* START Input records *
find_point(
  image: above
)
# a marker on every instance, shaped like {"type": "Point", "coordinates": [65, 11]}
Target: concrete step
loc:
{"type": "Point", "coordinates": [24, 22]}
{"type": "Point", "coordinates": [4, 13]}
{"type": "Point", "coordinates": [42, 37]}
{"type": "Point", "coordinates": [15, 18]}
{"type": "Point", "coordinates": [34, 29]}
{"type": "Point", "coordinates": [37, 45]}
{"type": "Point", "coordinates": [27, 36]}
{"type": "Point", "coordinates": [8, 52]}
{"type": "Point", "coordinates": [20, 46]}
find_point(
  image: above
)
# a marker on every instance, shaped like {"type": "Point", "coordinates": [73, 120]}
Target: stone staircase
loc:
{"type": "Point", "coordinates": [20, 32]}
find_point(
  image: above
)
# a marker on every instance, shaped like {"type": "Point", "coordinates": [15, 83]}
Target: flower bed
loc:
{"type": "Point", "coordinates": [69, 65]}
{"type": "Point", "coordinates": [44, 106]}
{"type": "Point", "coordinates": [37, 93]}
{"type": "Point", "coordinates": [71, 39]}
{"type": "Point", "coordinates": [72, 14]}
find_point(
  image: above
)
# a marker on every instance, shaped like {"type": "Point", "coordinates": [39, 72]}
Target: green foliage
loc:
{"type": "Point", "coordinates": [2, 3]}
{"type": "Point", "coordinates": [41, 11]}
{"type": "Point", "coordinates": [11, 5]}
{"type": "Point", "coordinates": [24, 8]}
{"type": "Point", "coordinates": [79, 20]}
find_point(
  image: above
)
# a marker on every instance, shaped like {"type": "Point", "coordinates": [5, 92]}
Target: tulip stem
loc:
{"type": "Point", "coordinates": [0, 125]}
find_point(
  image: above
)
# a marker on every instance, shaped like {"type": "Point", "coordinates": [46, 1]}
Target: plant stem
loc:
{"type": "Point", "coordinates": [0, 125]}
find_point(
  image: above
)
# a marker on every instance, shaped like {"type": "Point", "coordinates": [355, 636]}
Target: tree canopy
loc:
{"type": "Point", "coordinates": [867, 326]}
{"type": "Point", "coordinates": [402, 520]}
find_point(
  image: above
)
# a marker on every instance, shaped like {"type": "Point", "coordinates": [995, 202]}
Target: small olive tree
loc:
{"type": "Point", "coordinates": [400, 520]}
* END Input records *
» Stated problem: Locate every line in the material that contains the string "shaped" and copy each such line in full, matching letter case exactly.

» Output for this exercise:
# a marker on every instance, shaped like {"type": "Point", "coordinates": [65, 11]}
# a marker on every instance, shaped like {"type": "Point", "coordinates": [73, 120]}
# a marker on every instance, shaped like {"type": "Point", "coordinates": [15, 83]}
# a marker on every instance, shaped like {"type": "Point", "coordinates": [39, 72]}
# a marker on every instance, shaped like {"type": "Point", "coordinates": [5, 92]}
# a marker on every instance, shaped like {"type": "Point", "coordinates": [46, 1]}
# a marker on every instance, shaped like {"type": "Point", "coordinates": [355, 636]}
# a marker on every instance, shaped like {"type": "Point", "coordinates": [995, 202]}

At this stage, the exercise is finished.